++++ The data ++++
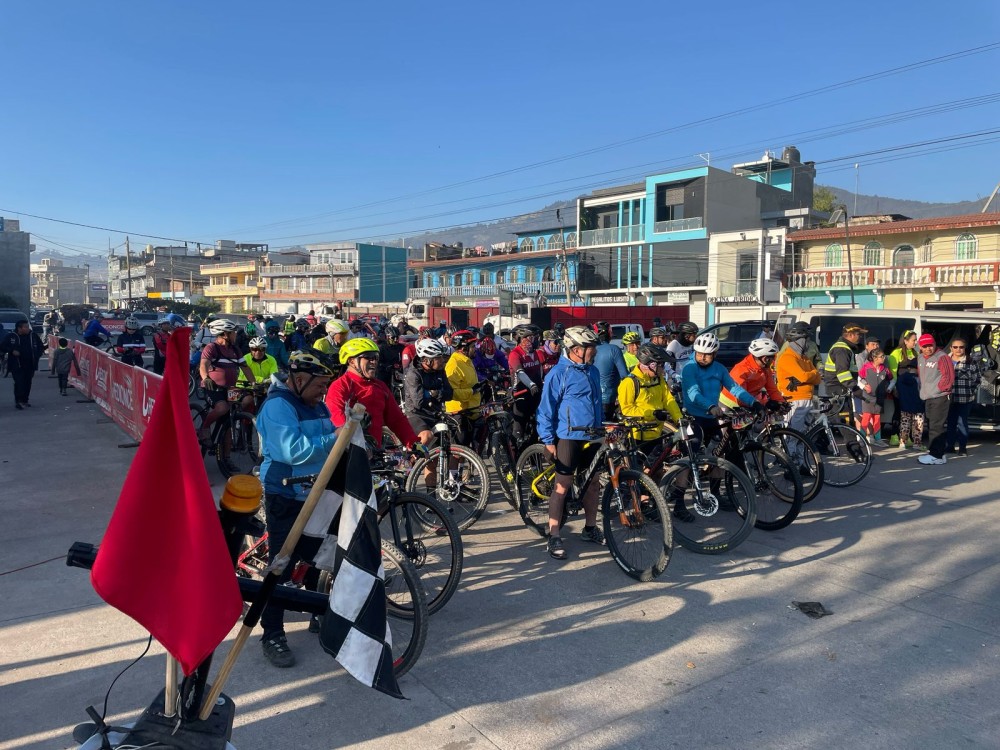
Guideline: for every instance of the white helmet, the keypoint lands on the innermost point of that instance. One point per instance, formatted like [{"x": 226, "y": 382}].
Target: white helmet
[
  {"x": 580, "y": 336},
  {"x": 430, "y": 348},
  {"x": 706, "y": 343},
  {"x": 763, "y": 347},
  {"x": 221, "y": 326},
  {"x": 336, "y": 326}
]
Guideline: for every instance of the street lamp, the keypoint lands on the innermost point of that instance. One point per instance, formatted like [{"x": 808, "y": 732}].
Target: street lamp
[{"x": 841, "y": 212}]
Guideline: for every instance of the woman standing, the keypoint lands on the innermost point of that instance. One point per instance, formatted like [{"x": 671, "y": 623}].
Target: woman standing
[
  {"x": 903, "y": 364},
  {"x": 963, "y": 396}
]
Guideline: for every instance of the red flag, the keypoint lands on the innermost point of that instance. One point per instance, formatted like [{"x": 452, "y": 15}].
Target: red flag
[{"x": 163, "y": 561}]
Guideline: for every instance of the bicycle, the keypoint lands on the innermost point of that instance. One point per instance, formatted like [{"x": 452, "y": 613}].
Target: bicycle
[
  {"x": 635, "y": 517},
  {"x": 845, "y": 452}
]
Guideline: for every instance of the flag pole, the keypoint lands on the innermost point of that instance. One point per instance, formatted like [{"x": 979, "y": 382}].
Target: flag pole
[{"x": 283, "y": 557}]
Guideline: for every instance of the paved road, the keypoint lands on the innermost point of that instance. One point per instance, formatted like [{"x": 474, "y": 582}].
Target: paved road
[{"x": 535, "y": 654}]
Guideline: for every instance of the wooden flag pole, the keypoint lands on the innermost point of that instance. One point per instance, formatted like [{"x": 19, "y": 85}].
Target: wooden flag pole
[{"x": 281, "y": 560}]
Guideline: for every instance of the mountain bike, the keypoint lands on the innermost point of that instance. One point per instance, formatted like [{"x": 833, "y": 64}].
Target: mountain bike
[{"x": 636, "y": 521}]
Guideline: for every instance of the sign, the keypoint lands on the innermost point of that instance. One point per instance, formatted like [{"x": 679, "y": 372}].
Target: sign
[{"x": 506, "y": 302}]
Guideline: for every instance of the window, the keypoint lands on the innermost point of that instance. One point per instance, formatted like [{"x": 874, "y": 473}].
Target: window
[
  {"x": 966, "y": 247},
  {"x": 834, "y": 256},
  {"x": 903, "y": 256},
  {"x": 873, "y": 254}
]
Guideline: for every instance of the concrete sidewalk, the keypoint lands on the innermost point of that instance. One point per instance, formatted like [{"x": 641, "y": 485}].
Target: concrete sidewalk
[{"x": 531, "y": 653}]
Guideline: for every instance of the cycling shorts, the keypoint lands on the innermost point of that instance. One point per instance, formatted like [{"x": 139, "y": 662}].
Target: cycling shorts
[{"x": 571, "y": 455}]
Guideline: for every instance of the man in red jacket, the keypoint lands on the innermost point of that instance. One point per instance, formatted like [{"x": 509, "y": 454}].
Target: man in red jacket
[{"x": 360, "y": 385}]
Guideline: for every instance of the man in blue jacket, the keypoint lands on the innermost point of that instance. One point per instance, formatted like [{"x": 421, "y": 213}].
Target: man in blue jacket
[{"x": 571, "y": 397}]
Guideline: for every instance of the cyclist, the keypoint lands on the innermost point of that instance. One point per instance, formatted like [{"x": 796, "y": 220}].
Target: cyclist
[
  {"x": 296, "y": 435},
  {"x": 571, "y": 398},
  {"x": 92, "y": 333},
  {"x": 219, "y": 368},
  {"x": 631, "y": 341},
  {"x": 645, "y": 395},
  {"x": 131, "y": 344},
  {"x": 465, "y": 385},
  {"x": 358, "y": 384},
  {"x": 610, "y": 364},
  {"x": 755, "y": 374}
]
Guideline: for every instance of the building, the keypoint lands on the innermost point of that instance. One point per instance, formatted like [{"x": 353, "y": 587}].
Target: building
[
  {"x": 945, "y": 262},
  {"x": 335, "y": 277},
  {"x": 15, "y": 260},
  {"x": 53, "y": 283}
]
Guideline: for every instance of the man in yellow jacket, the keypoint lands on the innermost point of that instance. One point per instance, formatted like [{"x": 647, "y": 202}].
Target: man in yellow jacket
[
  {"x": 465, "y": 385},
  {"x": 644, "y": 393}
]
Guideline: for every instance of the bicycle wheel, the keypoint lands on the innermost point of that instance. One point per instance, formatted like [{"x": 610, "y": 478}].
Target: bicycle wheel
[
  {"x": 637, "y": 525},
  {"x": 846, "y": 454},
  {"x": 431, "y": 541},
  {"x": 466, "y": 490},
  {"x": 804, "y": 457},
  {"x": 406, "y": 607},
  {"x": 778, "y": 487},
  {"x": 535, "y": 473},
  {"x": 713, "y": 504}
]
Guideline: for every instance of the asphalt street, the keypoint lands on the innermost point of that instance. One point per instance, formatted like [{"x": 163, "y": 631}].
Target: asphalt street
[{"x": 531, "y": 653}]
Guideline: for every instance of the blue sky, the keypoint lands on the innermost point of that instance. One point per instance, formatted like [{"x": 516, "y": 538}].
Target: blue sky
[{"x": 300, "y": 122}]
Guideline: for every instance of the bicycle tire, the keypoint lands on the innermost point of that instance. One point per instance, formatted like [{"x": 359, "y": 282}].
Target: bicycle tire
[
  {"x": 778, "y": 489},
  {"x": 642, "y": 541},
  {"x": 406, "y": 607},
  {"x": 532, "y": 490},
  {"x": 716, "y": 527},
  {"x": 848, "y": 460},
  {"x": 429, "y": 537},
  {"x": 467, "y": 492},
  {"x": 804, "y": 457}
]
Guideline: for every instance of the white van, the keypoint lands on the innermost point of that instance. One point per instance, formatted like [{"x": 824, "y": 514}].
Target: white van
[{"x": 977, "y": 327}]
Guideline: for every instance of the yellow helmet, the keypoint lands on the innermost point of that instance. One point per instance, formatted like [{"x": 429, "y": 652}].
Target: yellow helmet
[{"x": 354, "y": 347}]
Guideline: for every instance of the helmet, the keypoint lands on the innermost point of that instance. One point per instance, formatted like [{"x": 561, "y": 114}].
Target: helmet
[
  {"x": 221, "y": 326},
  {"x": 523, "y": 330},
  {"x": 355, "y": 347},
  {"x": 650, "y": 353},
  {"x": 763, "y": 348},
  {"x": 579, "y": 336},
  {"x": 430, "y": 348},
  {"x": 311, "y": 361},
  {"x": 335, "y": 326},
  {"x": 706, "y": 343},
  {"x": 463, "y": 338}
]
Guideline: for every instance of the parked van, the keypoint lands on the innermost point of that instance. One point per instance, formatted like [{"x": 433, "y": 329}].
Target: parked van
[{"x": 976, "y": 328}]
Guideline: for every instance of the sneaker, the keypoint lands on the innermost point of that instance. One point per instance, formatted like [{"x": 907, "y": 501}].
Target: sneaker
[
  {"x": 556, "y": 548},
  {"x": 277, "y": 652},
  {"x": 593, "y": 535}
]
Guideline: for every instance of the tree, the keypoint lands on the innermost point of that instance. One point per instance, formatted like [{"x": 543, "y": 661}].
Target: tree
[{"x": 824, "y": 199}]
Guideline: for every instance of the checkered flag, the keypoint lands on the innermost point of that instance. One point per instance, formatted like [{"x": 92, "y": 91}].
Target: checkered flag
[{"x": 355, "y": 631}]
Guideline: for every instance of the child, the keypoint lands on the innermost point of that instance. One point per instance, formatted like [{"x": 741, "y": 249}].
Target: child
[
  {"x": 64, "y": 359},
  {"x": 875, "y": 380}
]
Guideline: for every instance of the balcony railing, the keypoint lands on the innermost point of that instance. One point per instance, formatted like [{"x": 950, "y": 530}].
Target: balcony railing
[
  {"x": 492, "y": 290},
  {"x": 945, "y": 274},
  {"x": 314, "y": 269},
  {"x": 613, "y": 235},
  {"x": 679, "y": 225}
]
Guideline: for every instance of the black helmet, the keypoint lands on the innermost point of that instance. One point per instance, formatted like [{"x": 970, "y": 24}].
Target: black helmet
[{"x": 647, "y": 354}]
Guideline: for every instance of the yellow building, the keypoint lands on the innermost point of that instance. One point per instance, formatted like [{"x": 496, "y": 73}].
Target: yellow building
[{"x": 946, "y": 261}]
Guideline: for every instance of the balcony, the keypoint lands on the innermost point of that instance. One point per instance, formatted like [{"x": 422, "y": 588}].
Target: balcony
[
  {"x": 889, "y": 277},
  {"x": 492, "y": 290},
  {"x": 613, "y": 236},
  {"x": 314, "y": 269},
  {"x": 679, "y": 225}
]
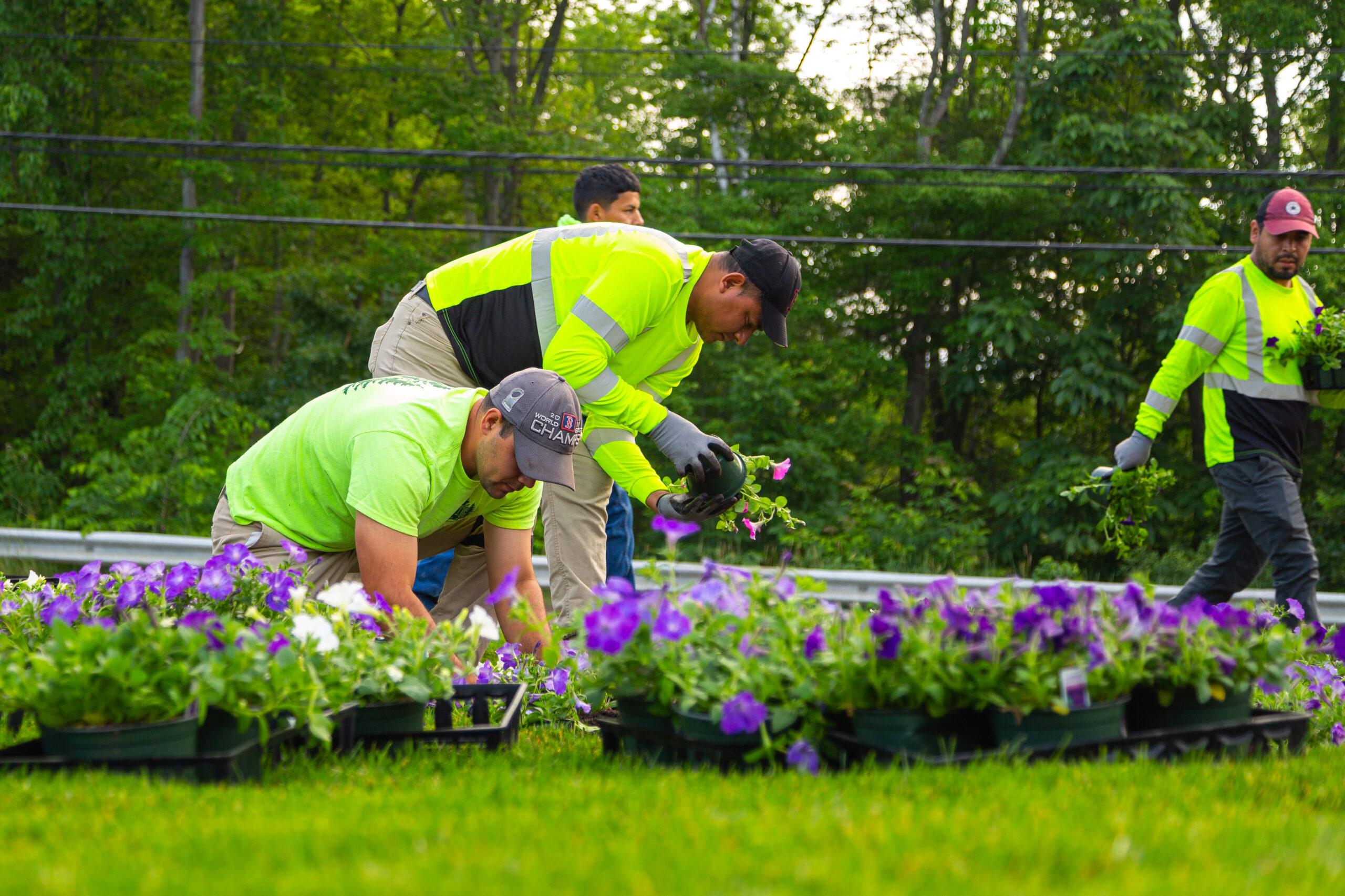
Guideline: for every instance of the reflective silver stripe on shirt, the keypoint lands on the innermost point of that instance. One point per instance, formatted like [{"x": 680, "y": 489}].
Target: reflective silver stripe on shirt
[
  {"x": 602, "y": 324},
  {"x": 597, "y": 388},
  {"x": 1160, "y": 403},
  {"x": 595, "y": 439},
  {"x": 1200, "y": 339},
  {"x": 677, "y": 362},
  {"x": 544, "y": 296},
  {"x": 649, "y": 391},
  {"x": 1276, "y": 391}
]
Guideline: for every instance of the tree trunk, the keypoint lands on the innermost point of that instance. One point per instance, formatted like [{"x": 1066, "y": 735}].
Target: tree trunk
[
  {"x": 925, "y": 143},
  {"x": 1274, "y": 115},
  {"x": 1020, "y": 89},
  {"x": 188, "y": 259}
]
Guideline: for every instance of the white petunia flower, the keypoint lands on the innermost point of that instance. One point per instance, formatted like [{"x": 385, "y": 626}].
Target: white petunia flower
++++
- _To do_: Rename "tree trunk" to "tree stump" in the part of the records that opens with the line containing "Guideline: for every instance of the tree trunk, the" and runs through the end of the records. Write those lines out again with nothing else changed.

- _The completed task_:
Guideline: for every instance of the tree stump, the keypoint lands on the innermost point of that instance. One point per instance, formatted like [{"x": 1066, "y": 735}].
Target: tree stump
[
  {"x": 925, "y": 143},
  {"x": 1274, "y": 115},
  {"x": 1020, "y": 89},
  {"x": 188, "y": 259}
]
Guideline: for every instance of the white petunia flower, the keypoint lands on the innermost point of that instance. One point per instance, formatted like [{"x": 385, "y": 626}].
Target: white petunia flower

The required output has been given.